>> Begin SUPPLIED RECORDS

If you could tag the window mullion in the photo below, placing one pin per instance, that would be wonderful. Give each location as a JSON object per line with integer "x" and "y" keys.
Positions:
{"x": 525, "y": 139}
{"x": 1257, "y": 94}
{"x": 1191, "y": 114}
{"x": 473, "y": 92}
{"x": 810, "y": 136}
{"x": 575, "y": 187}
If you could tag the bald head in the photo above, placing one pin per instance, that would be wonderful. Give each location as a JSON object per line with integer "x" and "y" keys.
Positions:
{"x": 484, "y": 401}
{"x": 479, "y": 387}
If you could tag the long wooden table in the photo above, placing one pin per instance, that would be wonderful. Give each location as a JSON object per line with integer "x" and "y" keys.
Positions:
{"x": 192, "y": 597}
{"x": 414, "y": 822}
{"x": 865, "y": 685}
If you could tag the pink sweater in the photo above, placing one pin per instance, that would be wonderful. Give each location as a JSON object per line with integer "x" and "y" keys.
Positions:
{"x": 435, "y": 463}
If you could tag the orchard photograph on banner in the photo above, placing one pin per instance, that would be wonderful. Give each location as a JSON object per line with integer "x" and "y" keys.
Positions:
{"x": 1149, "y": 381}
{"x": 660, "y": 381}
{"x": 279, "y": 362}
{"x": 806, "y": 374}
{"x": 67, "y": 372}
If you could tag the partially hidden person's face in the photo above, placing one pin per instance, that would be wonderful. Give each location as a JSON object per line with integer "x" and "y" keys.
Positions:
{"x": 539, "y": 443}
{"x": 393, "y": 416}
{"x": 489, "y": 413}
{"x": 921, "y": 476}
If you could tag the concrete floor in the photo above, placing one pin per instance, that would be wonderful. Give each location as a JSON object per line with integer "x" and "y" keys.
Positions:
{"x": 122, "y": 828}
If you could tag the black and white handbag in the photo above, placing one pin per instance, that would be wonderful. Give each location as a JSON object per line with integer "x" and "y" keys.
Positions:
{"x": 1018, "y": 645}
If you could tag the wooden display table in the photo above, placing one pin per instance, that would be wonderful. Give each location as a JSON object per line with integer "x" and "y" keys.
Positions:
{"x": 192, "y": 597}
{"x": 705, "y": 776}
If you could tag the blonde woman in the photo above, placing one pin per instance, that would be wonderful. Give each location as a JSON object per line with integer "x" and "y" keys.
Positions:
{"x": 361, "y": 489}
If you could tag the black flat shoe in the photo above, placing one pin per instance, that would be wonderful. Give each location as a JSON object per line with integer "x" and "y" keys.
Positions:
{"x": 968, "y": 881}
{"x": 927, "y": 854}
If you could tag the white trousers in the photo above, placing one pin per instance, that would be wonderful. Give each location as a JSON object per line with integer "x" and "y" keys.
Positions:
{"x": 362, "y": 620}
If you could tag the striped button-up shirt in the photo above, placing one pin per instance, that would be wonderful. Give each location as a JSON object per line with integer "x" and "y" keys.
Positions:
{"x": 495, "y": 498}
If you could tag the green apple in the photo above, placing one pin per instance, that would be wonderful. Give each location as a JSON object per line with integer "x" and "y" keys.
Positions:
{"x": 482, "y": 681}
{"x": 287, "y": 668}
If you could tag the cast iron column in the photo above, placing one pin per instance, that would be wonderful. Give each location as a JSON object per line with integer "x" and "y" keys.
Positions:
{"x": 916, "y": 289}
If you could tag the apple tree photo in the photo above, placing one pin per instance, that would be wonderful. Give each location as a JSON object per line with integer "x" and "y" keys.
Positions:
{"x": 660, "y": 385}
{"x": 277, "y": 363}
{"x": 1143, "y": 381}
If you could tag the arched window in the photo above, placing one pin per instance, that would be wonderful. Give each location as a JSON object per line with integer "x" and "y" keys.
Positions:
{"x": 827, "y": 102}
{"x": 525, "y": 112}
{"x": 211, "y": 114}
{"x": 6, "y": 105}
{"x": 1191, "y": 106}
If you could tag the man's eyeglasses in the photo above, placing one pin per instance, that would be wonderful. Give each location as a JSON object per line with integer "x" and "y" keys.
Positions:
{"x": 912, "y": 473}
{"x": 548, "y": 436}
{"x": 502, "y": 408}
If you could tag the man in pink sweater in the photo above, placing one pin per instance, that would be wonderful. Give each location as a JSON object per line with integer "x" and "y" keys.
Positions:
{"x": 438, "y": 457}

>> End SUPPLIED RECORDS

* [WHAT YOU ARE ASKED TO DO] Reproduce the listing above with "great" substituted for each occurrence of "wonderful". Keep everything else unchanged.

* [RESPONSE]
If you could tag the window mullion in the photo below, placing one pin per instance, that would be great. Give each location as a JSON object per line with integer "x" and "y" keys.
Positions:
{"x": 525, "y": 139}
{"x": 1257, "y": 94}
{"x": 1191, "y": 114}
{"x": 473, "y": 92}
{"x": 810, "y": 136}
{"x": 575, "y": 187}
If you could tag the bald head in the photo above, placing one pin per instance, that would be great. Give each location as a JSON object per line with integer "x" and "y" keys.
Positions:
{"x": 484, "y": 401}
{"x": 479, "y": 387}
If you could tag the long wooden table in the photo above, placing one pin per instance, that would be great. Give each location as a JSON object per line with integer "x" and "y" keys.
Positions:
{"x": 192, "y": 597}
{"x": 414, "y": 822}
{"x": 865, "y": 685}
If you could tag the pink sweater in the photo above, placing one pin per instance, that would be great. Give each location as a JSON object per line with integer "x" and "y" keys.
Positions:
{"x": 435, "y": 463}
If you could tag the orchard photograph on banner in the photo above, placing one pin per instance, that would be great. Give each location as a JSON object per line with integer "x" and "y" keys.
Positions:
{"x": 1149, "y": 381}
{"x": 660, "y": 381}
{"x": 279, "y": 362}
{"x": 806, "y": 374}
{"x": 67, "y": 372}
If you could tag the partially hidden person's face in the photo above, placing one pin per instance, that would be great. Give each location as a JSON object per line with integer "x" and "y" keys.
Positions:
{"x": 539, "y": 443}
{"x": 393, "y": 416}
{"x": 489, "y": 413}
{"x": 921, "y": 476}
If you could tag the concrete floor in the photo above, placing one pin per instance, that would be great. Give each location as a JSON object per line with integer "x" and "y" keys.
Positions:
{"x": 122, "y": 828}
If you could tag the black and white handbag in the photo above, placing one pin per instance, that would be great. Give each location as a JSON object per line with integer "x" and "y" keys.
Positions:
{"x": 1018, "y": 645}
If you could tag the wooden display table in the photo above, placing one pin per instance, that would be great. Give each location as a JSON object per line with integer "x" and "y" keys.
Positions:
{"x": 192, "y": 597}
{"x": 705, "y": 776}
If you could tag the blonde woman in the photo above, placing one pin per instance, that would be great. Give each location as a JSON object per line with integer "x" and "y" keys.
Positions:
{"x": 361, "y": 489}
If you could tag the black flat shoe in the photo above, placing one pin per instance, that would be great. Give each location as a JSON object per line with integer "x" and "y" keys.
Positions:
{"x": 968, "y": 881}
{"x": 927, "y": 854}
If you could tag the white trousers in the photo above, placing one pin per instance, that would be great. Give each location as a JSON object per line with integer "x" and "y" keys.
Positions:
{"x": 362, "y": 620}
If you could tag the striped button-up shirt in the photo above, placing one pin per instance, that would be great. Give each location as a JSON object per line with integer "x" and "y" keys.
Positions:
{"x": 495, "y": 498}
If you could tag the green apple in the photo above, placing one pin per instance, that would be great. Give each location as a JSON object per line with integer "x" and "y" keys.
Positions:
{"x": 482, "y": 681}
{"x": 287, "y": 668}
If you could tag the cast iron column in the photo above, placing one pin per instance, that would be great. Give each location as a JSON object per line with integer "x" and "y" keys.
Positions:
{"x": 916, "y": 289}
If you could tag the apple tree photo in the photo above, placing one pin per instance, that would be great. Give each location as a JSON object per line with integer "x" and "y" keys.
Positions:
{"x": 660, "y": 385}
{"x": 277, "y": 363}
{"x": 1143, "y": 381}
If you could tag the arched window in the photo above, placing one pin per instance, that would be great. Give each location as a JSON object per line with integer "x" and "y" keys.
Positions:
{"x": 827, "y": 102}
{"x": 525, "y": 112}
{"x": 211, "y": 114}
{"x": 6, "y": 105}
{"x": 1191, "y": 106}
If you could tag the man's eyeglasses in the photo above, placing one pin per instance, that would be great. Give each location as a JSON object per line with integer "x" and "y" keys.
Positions:
{"x": 912, "y": 473}
{"x": 548, "y": 436}
{"x": 502, "y": 408}
If you could tag the man in pink sweater in the photo above, placing one pin per instance, that would be great. Give each location as a JSON object per line with integer "x" and "y" keys.
Positions:
{"x": 438, "y": 457}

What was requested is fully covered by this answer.